= PAGE EXCERPT =

..........

In ANSI C, if the type of any parameter declared in the parameter type list is other
than that which would be derived using the default argument promotions, an error is
posted. Otherwise, a warning is posted and the function prototype remains in scope.
In all cases, the type of the return value of duplicate declarations of the same function
must match, as must the use of ellipses.
When a function is invoked for which a function prototype is in scope, an attempt is
made to convert each actual parameter to the type of the corresponding formal
parameter specified in the function prototype, superseding the default argument
promotions. In particular, floats specified in the type list are not converted to
double before the call. If the list terminates with an ellipsis (...), only the parameters
specified in the prototype have their types checked; additional parameters are
converted according to the default argument promotions (discussed in "Type
Qualifiers", page 77). Otherwise, the number of parameters appearing in the
parameter list at the point of call must agree in number with those in the function
prototype.

..........

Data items
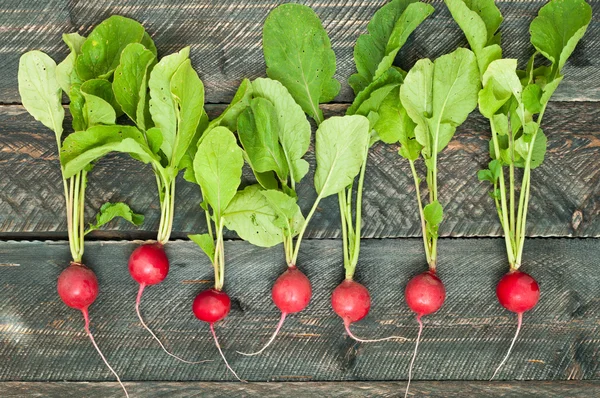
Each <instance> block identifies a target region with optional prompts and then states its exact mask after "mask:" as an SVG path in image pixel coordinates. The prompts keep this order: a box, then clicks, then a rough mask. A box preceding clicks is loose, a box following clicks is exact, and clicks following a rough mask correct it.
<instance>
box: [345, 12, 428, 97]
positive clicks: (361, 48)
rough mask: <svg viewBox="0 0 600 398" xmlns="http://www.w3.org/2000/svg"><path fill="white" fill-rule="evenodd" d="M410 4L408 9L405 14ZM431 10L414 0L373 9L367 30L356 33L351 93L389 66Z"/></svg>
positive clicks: (362, 85)
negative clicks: (379, 8) (354, 72)
mask: <svg viewBox="0 0 600 398" xmlns="http://www.w3.org/2000/svg"><path fill="white" fill-rule="evenodd" d="M413 4H414V5H413ZM409 6H412V8H411V11H410V12H407V13H406V14H404V12H405V11H407V8H408V7H409ZM432 11H433V8H432V7H431V6H429V5H426V4H423V3H416V0H392V1H391V2H389V3H388V4H386V5H384V6H383V7H381V8H380V9H379V10H377V12H375V15H373V18H372V19H371V21H370V22H369V24H368V25H367V30H368V32H369V33H367V34H363V35H361V36H359V38H358V40H357V41H356V45H355V46H354V62H355V64H356V70H357V73H355V74H353V75H352V76H350V78H349V79H348V83H349V84H350V86H351V87H352V89H353V90H354V94H356V95H358V94H359V93H360V92H361V91H363V90H364V89H365V88H366V87H367V86H369V84H371V82H373V81H374V80H377V79H378V78H379V77H380V76H381V75H382V74H383V73H384V72H385V71H386V70H387V69H388V68H389V67H390V66H391V65H392V62H393V61H394V57H395V56H396V55H395V54H397V53H398V50H400V48H401V47H402V45H404V43H405V42H406V39H407V38H408V36H409V35H410V33H411V32H412V31H413V30H414V29H415V28H416V27H417V26H418V25H419V23H420V22H422V20H423V19H425V18H426V17H427V16H428V15H429V14H431V12H432ZM409 17H414V18H415V19H414V20H410V19H409ZM419 18H421V20H420V21H419ZM392 36H393V38H392ZM392 55H393V56H392ZM390 61H391V62H390ZM386 65H387V67H385V66H386Z"/></svg>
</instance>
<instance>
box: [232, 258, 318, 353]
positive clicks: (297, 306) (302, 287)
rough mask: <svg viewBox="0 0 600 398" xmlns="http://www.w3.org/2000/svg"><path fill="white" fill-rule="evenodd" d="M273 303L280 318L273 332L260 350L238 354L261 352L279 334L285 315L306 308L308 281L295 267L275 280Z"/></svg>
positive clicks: (310, 289) (299, 311) (311, 287)
mask: <svg viewBox="0 0 600 398" xmlns="http://www.w3.org/2000/svg"><path fill="white" fill-rule="evenodd" d="M271 296H272V297H273V302H274V303H275V305H276V306H277V308H279V310H280V311H281V318H280V319H279V323H277V327H276V328H275V332H274V333H273V335H272V336H271V338H270V339H269V341H268V342H267V344H265V345H264V346H263V348H261V349H260V350H258V351H256V352H253V353H244V352H240V351H237V352H238V354H242V355H246V356H253V355H258V354H260V353H261V352H263V351H264V350H265V349H266V348H267V347H268V346H269V345H271V343H272V342H273V341H274V340H275V337H276V336H277V334H278V333H279V329H281V326H282V325H283V322H284V321H285V317H286V316H287V314H294V313H296V312H300V311H302V310H303V309H305V308H306V306H307V305H308V303H309V301H310V297H311V296H312V287H311V286H310V280H308V278H307V277H306V275H304V274H303V273H302V271H300V270H299V269H298V268H296V266H295V265H291V266H289V267H288V269H287V270H286V271H285V272H284V273H283V274H281V275H280V276H279V278H277V280H276V281H275V283H274V284H273V289H272V291H271Z"/></svg>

..........

= WHAT YOU WILL DO =
a – Copy the data item rows word for word, from the line containing "</instance>" through the line containing "positive clicks: (310, 289)", including both of those lines.
b – Continue the passage on function prototypes and parameter conversion in ANSI C from the point where it ends.

= TASK-BY-TASK OUTPUTS =
a –
</instance>
<instance>
box: [232, 258, 318, 353]
positive clicks: (297, 306) (302, 287)
rough mask: <svg viewBox="0 0 600 398" xmlns="http://www.w3.org/2000/svg"><path fill="white" fill-rule="evenodd" d="M273 303L280 318L273 332L260 350L238 354L261 352L279 334L285 315L306 308L308 281L295 267L275 280Z"/></svg>
positive clicks: (310, 289) (299, 311) (311, 287)

b –
The following are two examples of function prototypes:
double foo(int *first, float second, ... );
int *fip(int a, long l, int (*ff)(float));
The first prototype declares a function foo() which returns a double and has (at
least) two parameters: a pointer to an int and a float. Further parameters can
appear in a call of the function and are unspecified. The default argument promotions
are applied to any unspecified arguments. The second prototype declares a function
fip(), which returns a pointer to an int. The function fip() has three parameters:
an int, a long, and a pointer to a function returning an int that has a single
(float) argument.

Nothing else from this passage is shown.